§ **Exercise passage**:
Military personnel suffering from both Post traumatic stress disorder (PTSD) along with physical pain, are often prescribed strong medication, despite the high risk of such drugs causing addiction and potentially leading veterans to turn to drugs and alcohol.
In a research study, argued to be the first of its kind, specifically examined the correlation between veterans being prescribed strong pain killers such as morphine, and later addiction. It was reported, that returning veterans from Afghanistan an Iraq, who only reported pain from physical injuries, were less likely to be prescribed with the same high risk medication as those who were also experiencing symptoms of PTSD .
Additionally according to the study, veterans with PTSD who had a history of substance abuse were up to four times more likely to get these drugs than those without any history of mental health problems.
The authors reported that the potential effects of taking such strong and potentially addictive pain killers while also battling a harrowing anxiety disorder such as PTSD could include; suicides, other self-inflicted injuries and in particular drug and alcohol overdoses.

§ **Work instructions**:
Reproduce the text on veterans with PTSD and pain medication word for word, starting with "Military personnel suffering" and going on through "symptoms of PTSD .".

§ **Collected data entries**:
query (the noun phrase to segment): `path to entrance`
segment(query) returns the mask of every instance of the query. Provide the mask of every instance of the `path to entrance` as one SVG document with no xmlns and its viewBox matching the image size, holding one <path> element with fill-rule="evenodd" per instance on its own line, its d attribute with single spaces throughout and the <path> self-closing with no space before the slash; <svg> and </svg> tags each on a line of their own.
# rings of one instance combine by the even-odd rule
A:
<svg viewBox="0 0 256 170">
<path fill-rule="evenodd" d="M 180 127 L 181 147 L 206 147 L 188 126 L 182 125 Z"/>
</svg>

§ **Response to the task**:
Military personnel suffering from both Post traumatic stress disorder (PTSD) along with physical pain, are often prescribed strong medication, despite the high risk of such drugs causing addiction and potentially leading veterans to turn to drugs and alcohol.
In a research study, argued to be the first of its kind, specifically examined the correlation between veterans being prescribed strong pain killers such as morphine, and later addiction. It was reported, that returning veterans from Afghanistan an Iraq, who only reported pain from physical injuries, were less likely to be prescribed with the same high risk medication as those who were also experiencing symptoms of PTSD .